• Short problem
Reproduce every line of the items below unchanged.

• Material provided
┌──

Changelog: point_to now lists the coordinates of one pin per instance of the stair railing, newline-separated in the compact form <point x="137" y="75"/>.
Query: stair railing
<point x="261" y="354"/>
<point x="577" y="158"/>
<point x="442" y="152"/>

└──

• Result of this exercise
Changelog: point_to now lists the coordinates of one pin per instance of the stair railing, newline-separated in the compact form <point x="137" y="75"/>.
Query: stair railing
<point x="261" y="354"/>
<point x="577" y="158"/>
<point x="442" y="152"/>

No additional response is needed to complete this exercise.